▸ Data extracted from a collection
# # # #
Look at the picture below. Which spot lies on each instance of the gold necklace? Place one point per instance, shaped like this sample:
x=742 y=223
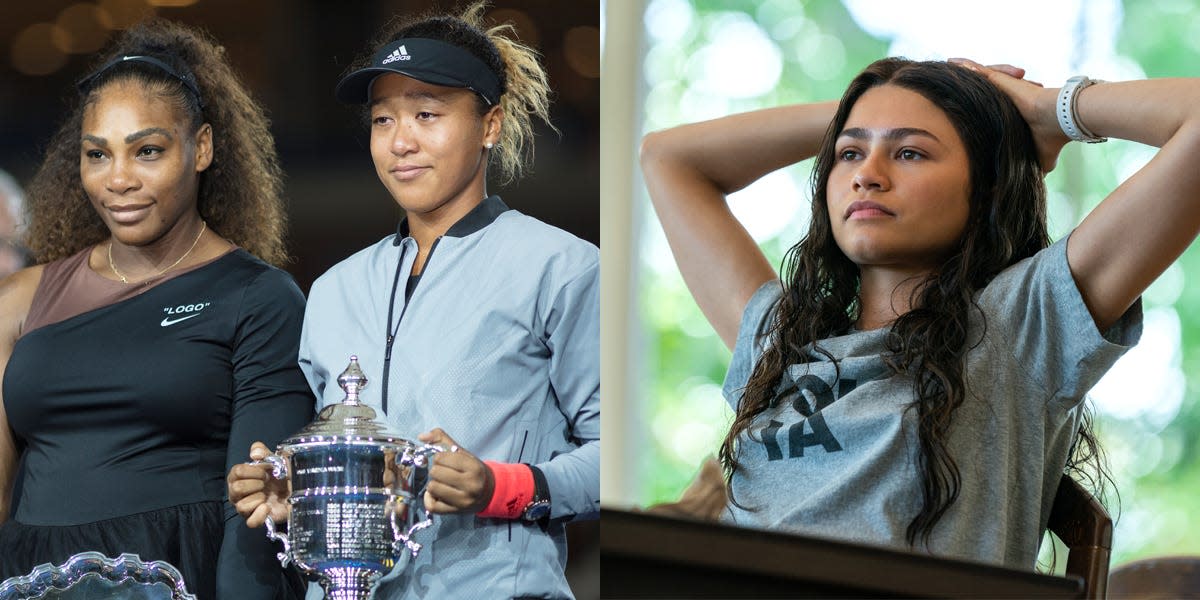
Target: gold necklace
x=113 y=265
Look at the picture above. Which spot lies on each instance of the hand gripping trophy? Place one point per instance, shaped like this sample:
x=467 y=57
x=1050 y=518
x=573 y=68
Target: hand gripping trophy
x=353 y=503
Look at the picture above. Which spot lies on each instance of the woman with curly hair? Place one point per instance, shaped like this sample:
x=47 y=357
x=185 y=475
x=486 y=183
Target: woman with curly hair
x=153 y=342
x=917 y=376
x=473 y=321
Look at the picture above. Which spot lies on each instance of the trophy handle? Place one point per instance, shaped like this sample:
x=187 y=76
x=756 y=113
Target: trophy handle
x=279 y=471
x=414 y=456
x=279 y=466
x=271 y=534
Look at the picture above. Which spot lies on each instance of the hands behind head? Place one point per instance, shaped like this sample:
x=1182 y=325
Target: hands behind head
x=255 y=492
x=459 y=481
x=1035 y=102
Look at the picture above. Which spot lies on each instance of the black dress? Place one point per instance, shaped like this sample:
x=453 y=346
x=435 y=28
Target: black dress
x=129 y=418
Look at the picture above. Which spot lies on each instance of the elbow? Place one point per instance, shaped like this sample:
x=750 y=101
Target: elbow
x=652 y=150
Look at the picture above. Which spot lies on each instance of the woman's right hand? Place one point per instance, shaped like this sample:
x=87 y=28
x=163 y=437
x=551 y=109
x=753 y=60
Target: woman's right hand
x=255 y=492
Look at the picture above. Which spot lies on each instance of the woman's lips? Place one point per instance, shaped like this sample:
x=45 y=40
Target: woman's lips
x=408 y=173
x=867 y=209
x=129 y=214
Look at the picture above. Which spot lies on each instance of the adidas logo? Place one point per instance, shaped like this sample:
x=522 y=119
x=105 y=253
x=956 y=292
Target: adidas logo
x=397 y=54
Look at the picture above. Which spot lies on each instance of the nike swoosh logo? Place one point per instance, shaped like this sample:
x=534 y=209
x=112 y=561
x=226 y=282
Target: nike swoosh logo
x=169 y=321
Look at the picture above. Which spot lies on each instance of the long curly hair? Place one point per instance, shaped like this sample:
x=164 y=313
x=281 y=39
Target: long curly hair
x=525 y=87
x=240 y=193
x=1007 y=222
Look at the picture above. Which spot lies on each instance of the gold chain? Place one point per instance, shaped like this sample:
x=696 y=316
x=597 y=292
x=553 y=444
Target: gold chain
x=113 y=265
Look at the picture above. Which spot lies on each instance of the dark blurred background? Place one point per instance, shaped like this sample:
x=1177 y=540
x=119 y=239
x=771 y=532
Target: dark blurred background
x=289 y=55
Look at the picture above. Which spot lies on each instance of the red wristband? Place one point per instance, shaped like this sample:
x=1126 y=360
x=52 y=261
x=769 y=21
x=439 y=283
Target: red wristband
x=513 y=492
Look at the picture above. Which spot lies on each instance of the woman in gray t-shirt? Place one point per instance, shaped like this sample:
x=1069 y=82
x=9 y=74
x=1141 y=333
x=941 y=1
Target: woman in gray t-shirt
x=916 y=377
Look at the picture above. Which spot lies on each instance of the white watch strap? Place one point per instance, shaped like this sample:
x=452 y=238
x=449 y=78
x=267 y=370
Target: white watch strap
x=1065 y=108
# # # #
▸ Your objective
Repeat all of the entries above word for word, leaving out the pictures.

▸ Task solution
Look at the picture below. Which spot lies on each instance of the gold necklace? Place one point per instance, shaped like this sample:
x=742 y=223
Target: gold necklace
x=113 y=265
Look at the picture above. Which spot lies on each instance of the hand gripping trophy? Place one point per instance, shaped like this sample:
x=467 y=57
x=1050 y=518
x=573 y=68
Target: hand gripping trophy
x=353 y=503
Look at the picture above. Which spot lies on each instance of the woman with curly hair? Place one point per instance, shaped like this sample:
x=47 y=357
x=185 y=475
x=486 y=183
Target: woman with curly hair
x=153 y=342
x=917 y=376
x=473 y=321
Look at the picture above. Which spot lies on each instance of the trophy handle? Place one point per instance, shaped like this sample:
x=187 y=76
x=756 y=113
Target: trophy handle
x=279 y=471
x=414 y=456
x=279 y=466
x=271 y=534
Look at the picture above. Which spot lies on each instance of the hands behind head? Place one point per instance, shaped like this sample:
x=1182 y=325
Target: hands behind head
x=255 y=492
x=459 y=481
x=1035 y=102
Look at the picture above. Which spot lies on each instance of the black dress? Place one point per instance, shaped like this sample:
x=453 y=346
x=435 y=28
Target: black dress
x=129 y=418
Look at the picture above. Which spot lies on each instance of the elbow? Place one point per instance, shaped like this sample:
x=750 y=101
Target: elbow
x=652 y=150
Look at the picture above. Which spot lies on each instance of the woman's right hand? Place one point per instance, shaped like this sample:
x=87 y=28
x=163 y=437
x=551 y=109
x=753 y=60
Target: woman's right hand
x=255 y=492
Look at the picture above. Which spot lies on each instance of the woman's lips? Place one point per instance, shaped like this sample:
x=45 y=40
Target: woman's lips
x=408 y=173
x=867 y=209
x=129 y=214
Look at the picture above. Which spot lies on each instance of the adidas logo? Place one point per instance, shaped like this sample:
x=522 y=119
x=105 y=253
x=956 y=292
Target: adidas logo
x=397 y=54
Look at the picture above. Which spot lies on each instance of the nike swoosh logo? Place one point per instance, shaped like this sample:
x=534 y=209
x=112 y=561
x=226 y=282
Target: nike swoosh logo
x=169 y=321
Look at the picture above. Which spot lies on each instance of the long curly hair? Place one point per instance, shaped like this sample:
x=164 y=313
x=281 y=39
Target: long curly hair
x=525 y=87
x=240 y=193
x=1007 y=222
Look at the picture above. Which spot lies on each instance of the gold chain? Place one point per instance, shaped like this sample:
x=696 y=316
x=597 y=292
x=553 y=444
Target: gold chain
x=113 y=265
Look at the picture above. Which spot lies on each instance of the dark blurred background? Place one point per instance, shaped like this sample:
x=1177 y=540
x=119 y=239
x=771 y=532
Target: dark blurred background
x=289 y=55
Look at the picture above. Which spot lies on each instance of the red wristband? Place one point per instance, shaped like this sample:
x=1126 y=360
x=52 y=261
x=769 y=21
x=439 y=283
Target: red wristband
x=513 y=492
Look at the picture above. Which spot lies on each instance of the woman in gray t-shirt? Place one point per instance, shaped like this sample:
x=1069 y=82
x=9 y=74
x=1141 y=333
x=941 y=1
Target: woman in gray t-shirt
x=916 y=377
Look at the picture above. Which spot lies on each instance of the white watch strap? Place one point per instance, shaped like this sample:
x=452 y=238
x=449 y=78
x=267 y=370
Target: white watch strap
x=1065 y=108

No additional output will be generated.